§ **Problem to solve**
Please print every line from the one containing "-- sample [400,215]." through the last line of the records below, exactly as written and nothing more.

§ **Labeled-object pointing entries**
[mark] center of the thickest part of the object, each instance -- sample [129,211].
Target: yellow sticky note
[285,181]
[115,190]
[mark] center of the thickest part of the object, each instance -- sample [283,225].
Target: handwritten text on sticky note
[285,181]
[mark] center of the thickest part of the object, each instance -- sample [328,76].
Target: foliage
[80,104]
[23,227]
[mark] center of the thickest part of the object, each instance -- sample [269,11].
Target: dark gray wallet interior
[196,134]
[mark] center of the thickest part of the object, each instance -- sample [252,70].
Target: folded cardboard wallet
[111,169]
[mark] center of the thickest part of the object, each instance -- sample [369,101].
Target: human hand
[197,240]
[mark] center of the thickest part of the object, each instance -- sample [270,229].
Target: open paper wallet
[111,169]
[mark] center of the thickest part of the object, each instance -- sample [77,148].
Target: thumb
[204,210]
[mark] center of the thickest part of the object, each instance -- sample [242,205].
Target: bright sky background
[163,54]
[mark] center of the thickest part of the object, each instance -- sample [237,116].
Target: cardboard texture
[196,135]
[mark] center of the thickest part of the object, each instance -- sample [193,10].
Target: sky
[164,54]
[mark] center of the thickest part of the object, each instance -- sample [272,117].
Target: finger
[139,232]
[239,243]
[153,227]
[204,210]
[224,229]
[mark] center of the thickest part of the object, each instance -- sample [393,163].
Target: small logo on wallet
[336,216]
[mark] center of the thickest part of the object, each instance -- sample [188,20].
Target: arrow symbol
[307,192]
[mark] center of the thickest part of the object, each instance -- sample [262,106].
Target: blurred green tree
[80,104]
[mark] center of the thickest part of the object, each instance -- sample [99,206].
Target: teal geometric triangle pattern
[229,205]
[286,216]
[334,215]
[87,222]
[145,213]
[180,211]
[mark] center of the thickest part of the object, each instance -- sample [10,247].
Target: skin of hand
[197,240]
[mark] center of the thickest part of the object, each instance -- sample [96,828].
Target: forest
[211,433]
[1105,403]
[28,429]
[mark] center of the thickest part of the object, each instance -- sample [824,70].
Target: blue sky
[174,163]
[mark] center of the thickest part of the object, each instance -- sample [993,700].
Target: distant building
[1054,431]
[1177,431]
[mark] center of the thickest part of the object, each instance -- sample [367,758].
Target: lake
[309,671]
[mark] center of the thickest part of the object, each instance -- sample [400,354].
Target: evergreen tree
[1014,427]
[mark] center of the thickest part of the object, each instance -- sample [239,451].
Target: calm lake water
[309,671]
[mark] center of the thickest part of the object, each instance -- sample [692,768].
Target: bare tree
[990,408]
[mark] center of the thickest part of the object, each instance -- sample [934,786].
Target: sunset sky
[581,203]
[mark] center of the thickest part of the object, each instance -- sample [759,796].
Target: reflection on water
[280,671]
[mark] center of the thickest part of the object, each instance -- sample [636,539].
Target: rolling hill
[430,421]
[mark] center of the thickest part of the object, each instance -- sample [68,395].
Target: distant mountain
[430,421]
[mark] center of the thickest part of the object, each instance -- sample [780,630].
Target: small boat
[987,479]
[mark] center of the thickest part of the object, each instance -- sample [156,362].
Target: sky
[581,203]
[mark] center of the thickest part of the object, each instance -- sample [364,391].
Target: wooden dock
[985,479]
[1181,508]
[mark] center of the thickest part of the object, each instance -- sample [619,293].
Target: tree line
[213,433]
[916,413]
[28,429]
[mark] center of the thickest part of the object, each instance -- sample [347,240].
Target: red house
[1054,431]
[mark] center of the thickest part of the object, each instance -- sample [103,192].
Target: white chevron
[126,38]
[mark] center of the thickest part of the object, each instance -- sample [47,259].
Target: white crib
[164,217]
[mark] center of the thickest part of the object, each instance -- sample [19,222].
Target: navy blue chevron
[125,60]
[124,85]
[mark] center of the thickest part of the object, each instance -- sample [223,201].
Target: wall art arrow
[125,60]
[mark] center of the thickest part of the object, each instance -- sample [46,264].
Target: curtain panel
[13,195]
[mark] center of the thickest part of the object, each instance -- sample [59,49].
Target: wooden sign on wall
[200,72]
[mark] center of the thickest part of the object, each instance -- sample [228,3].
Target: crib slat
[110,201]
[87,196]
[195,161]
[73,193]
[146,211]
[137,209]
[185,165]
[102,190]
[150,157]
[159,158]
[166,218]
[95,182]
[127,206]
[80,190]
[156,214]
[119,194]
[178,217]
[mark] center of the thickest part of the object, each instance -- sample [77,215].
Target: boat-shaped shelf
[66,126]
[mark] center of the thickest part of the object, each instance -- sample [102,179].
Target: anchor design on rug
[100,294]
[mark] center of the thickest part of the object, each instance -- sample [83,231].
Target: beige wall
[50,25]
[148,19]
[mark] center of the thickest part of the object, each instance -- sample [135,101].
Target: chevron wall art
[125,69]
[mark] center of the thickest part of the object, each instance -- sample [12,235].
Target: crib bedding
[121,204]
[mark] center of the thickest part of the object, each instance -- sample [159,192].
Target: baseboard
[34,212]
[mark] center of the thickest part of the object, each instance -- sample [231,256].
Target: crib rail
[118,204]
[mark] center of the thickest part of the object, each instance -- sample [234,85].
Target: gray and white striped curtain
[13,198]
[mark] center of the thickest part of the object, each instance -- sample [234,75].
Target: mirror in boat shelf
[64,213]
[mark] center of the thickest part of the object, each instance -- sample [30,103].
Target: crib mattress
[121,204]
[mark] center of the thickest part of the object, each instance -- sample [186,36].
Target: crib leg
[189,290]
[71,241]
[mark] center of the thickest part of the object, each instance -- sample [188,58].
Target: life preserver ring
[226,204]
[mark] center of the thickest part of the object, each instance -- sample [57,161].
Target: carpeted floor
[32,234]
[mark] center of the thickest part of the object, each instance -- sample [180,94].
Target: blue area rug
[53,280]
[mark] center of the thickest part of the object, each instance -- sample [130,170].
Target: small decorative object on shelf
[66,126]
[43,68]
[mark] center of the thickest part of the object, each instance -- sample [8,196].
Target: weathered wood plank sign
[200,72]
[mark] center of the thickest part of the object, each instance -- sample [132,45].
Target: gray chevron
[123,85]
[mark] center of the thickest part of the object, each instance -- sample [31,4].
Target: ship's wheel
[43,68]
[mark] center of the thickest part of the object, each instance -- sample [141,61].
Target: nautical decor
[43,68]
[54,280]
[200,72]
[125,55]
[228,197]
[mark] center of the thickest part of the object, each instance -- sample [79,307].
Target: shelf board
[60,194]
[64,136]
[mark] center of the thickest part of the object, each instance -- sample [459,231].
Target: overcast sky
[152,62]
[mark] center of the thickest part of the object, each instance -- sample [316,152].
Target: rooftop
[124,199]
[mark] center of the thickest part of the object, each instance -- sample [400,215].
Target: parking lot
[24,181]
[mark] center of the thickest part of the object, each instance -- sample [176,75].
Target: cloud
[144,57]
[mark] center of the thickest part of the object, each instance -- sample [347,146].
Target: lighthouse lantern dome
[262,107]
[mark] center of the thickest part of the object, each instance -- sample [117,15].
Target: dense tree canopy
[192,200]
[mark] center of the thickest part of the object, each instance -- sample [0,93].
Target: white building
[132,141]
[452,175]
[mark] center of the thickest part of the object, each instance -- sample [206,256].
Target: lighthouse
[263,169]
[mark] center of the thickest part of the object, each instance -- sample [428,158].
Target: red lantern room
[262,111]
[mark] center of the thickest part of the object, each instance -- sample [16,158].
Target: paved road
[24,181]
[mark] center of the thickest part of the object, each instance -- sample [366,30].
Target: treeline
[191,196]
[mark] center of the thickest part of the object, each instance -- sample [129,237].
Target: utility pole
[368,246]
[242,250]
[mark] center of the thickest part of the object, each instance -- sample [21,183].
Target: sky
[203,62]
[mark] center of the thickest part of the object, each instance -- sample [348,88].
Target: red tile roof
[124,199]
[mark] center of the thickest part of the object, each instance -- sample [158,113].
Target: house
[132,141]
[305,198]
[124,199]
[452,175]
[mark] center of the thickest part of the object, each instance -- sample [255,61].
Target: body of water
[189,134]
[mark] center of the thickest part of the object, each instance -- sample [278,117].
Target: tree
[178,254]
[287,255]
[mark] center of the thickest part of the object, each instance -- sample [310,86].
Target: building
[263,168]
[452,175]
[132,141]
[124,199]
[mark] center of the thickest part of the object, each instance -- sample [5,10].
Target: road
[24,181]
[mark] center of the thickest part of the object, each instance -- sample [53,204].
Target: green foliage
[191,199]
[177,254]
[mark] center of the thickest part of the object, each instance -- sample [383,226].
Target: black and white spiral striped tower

§ **Correct response**
[mark] center of the thickest part of the object, each instance -- sample [400,215].
Target: parking lot
[24,181]
[mark] center of the thickest part of the object, each instance -- sample [176,75].
Target: cloud
[144,57]
[mark] center of the thickest part of the object, each instance -- sample [347,146].
Target: lighthouse lantern dome
[262,107]
[mark] center of the thickest part of the object, each instance -- sample [117,15].
Target: dense tree canopy
[192,200]
[mark] center of the thickest part of the object, each instance -- sample [0,93].
Target: white building
[132,141]
[452,175]
[mark] center of the thickest part of the object, each instance -- sample [206,256].
Target: lighthouse
[263,169]
[mark] center of the thickest part of the object, each instance -- sample [428,158].
Target: red lantern room
[262,111]
[mark] center of the thickest part of the object, each instance -- sample [16,158].
Target: paved road
[24,181]
[mark] center of the thickest part of the object, each instance -- sample [366,30].
Target: treeline
[191,196]
[mark] center of the thickest part of the object, each instance -- sample [129,237].
Target: utility pole
[368,246]
[242,250]
[mark] center of the thickest part of the object, each instance -- sample [21,183].
Target: sky
[203,62]
[mark] center of the thickest part of the object, each instance -- sample [348,88].
Target: red tile roof
[124,199]
[mark] center of the thickest part of the object, each instance -- sample [158,113].
Target: house
[132,141]
[305,198]
[124,199]
[452,175]
[mark] center of the thickest part of the object, each instance -- sample [255,61].
Target: body of water
[189,134]
[mark] center of the thickest part of the object, each instance -- sample [278,117].
Target: tree
[178,254]
[287,255]
[mark] center of the thickest part of the object, each instance -- sample [310,86].
Target: building
[263,168]
[452,175]
[132,141]
[124,199]
[mark] center of the thickest part of the object, each instance -- sample [5,10].
Target: road
[24,181]
[mark] center of the thickest part of the object, each instance -- sample [53,204].
Target: green foliage
[191,199]
[177,254]
[mark] center of the thickest part of the object, each instance -- sample [383,226].
Target: black and white spiral striped tower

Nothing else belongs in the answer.